(Document excerpt)

....

Chinese battery maker Hina has just given sodium-ion batteries a more serious seat at the table. In new tests, its commercial batteries showed strong consistency across a large sample, solid power output, and a design that borrows ideas familiar from Tesla’s battery playbook – all while leaning on cheaper, more abundant sodium instead of lithium.

That does not mean lithium-ion is suddenly in trouble everywhere. The catch is the same one sodium-ion has always faced: lower energy density and weaker performance in cold charging, both of which matter a lot for long-range EVs and cold-weather markets. But for fleets, city cars, and grid storage, cheaper chemistry can be enough to change the buying decision fast.

What Hina’s 120-cell sodium-ion battery test showed

The test program covered 120 battery cells and used impedance spectroscopy to study internal resistance and how the cells behave under load. That kind of sampling is more useful than a glossy launch slide because mass production lives or dies on repeatability, not one heroic demo unit.

The cells were pushed across a wide temperature range, from −20 to +45 °C, and under different current levels. Researchers also used X-ray methods and teardown analysis to inspect the internal structure, which gave a fuller picture of durability and design choices rather than just peak output.

Why sodium-ion batteries can undercut lithium on cost

The obvious advantage is raw material economics. Sodium is cheaper and more abundant than lithium, which reduces exposure to the supply swings that have spent years keeping lithium-ion prices uncomfortable.

Hina’s construction also looks intentionally cost-conscious. The cathode mix includes sodium, copper, nickel, iron, and manganese, and the use of copper is structured to reduce dependence on pricier nickel and cobalt. The cell architecture also uses a dual aluminum current collector, which works because sodium does not react with aluminum the way lithium does. That lets the battery use aluminum foil on both sides and simplifies the build.

....

[Segmentation mask data]

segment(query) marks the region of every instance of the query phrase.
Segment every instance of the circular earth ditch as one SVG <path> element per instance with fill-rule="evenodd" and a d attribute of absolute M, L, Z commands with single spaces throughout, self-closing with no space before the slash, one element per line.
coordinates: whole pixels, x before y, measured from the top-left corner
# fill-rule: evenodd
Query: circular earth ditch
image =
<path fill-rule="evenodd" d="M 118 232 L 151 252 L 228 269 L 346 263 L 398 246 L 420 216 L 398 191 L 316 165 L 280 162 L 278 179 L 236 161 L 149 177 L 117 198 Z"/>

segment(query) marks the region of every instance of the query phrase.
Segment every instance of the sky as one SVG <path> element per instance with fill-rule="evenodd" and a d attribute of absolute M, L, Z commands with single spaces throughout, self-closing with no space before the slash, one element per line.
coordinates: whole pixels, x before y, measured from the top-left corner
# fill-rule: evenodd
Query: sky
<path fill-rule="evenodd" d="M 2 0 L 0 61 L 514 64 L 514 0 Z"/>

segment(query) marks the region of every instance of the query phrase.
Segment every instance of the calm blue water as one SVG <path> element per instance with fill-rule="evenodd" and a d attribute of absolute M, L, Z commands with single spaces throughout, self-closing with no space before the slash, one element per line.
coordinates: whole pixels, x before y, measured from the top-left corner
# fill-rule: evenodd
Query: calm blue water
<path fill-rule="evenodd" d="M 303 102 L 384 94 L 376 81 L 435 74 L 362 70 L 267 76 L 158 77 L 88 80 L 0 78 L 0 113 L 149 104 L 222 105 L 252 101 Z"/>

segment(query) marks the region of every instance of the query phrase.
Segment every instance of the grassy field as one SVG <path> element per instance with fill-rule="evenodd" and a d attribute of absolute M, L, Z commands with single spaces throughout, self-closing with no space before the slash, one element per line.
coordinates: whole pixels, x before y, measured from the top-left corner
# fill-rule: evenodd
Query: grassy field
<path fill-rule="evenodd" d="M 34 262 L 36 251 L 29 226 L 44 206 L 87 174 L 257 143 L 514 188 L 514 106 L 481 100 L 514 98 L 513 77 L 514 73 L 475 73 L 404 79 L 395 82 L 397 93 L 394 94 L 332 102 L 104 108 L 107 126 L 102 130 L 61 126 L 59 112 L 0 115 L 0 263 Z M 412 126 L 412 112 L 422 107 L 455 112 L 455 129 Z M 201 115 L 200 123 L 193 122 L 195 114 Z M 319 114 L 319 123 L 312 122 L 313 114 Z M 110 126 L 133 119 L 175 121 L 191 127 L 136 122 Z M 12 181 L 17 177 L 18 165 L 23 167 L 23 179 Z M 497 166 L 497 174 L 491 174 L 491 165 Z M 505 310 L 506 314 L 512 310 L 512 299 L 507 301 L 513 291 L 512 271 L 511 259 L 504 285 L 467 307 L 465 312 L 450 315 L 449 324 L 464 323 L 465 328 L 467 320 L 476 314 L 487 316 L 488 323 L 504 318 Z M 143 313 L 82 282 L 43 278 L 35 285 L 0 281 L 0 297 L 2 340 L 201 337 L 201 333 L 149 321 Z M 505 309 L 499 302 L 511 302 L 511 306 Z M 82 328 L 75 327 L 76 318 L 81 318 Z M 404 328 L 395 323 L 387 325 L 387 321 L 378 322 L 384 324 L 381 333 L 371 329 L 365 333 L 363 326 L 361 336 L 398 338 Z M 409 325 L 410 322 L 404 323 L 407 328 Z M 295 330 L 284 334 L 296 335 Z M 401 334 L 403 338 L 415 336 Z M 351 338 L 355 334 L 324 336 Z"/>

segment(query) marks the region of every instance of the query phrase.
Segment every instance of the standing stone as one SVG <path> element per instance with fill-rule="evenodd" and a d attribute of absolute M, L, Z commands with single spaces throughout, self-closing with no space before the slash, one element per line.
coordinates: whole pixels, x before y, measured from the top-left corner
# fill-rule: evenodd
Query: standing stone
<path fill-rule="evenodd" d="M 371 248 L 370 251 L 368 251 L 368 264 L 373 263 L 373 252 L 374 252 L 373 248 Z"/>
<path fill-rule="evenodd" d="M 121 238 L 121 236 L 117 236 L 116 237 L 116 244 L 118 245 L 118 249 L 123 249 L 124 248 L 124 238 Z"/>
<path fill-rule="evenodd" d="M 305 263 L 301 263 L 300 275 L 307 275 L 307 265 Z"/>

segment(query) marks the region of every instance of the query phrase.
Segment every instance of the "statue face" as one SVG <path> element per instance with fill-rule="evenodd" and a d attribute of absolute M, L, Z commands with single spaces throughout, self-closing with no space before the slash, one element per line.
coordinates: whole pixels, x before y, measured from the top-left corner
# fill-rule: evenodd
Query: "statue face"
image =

....

(Directions)
[1] Answer these questions using the article on Hina's sodium-ion batteries:
(a) How many battery cells did the test program cover?
(b) Across what temperature range were the cells tested?
(c) According to the article, why can the battery use aluminum foil on both sides?
[2] From the article on Hina's sodium-ion batteries, extract the passage that opens with the words "What Hina’s 120-cell" and closes with "lithium-ion prices uncomfortable.". Copy it without changes.
[3] Extend the article on Hina's sodium-ion batteries, picking up after its final sentence.

(Answers to the problems)
[1]
(a) 120 battery cells.
(b) From −20 to +45 °C.
(c) Sodium does not react with aluminum the way lithium does.

[2]
What Hina’s 120-cell sodium-ion battery test showed

The test program covered 120 battery cells and used impedance spectroscopy to study internal resistance and how the cells behave under load. That kind of sampling is more useful than a glossy launch slide because mass production lives or dies on repeatability, not one heroic demo unit.

The cells were pushed across a wide temperature range, from −20 to +45 °C, and under different current levels. Researchers also used X-ray methods and teardown analysis to inspect the internal structure, which gave a fuller picture of durability and design choices rather than just peak output.

Why sodium-ion batteries can undercut lithium on cost

The obvious advantage is raw material economics. Sodium is cheaper and more abundant than lithium, which reduces exposure to the supply swings that have spent years keeping lithium-ion prices uncomfortable.

[3]
The two problems that still block wider sodium-ion adoption

Cold charging remains the awkward part. At low temperatures, sodium-ion cells are still not stable enough to shrug off winter without serious thermal management, so this is not a drop-in answer for every EV market.

Energy density is the other hard wall. Even with better chemistry and cleaner manufacturing, today’s sodium-ion batteries still trail the best lithium-ion systems, which is why they are a poor fit for vehicles that need maximum range rather than minimum cost. In other words: the chemistry is improving, but physics is still the boss.

Where sodium-ion batteries are most likely to win

The likely battleground is not premium EVs. It is the duller, more profitable stuff: urban electric vehicles, commercial fleets, and stationary storage for power grids, where price and durability matter more than headline range.

If Hina and its rivals keep improving electrolyte chemistry, hard-carbon anodes, and low-temperature performance, sodium-ion could move from curiosity to real volume. The first big shift will probably not be a luxury car with a sodium pack. It will be a vehicle or storage product where the buyer asks one question: ”How cheap can it get?”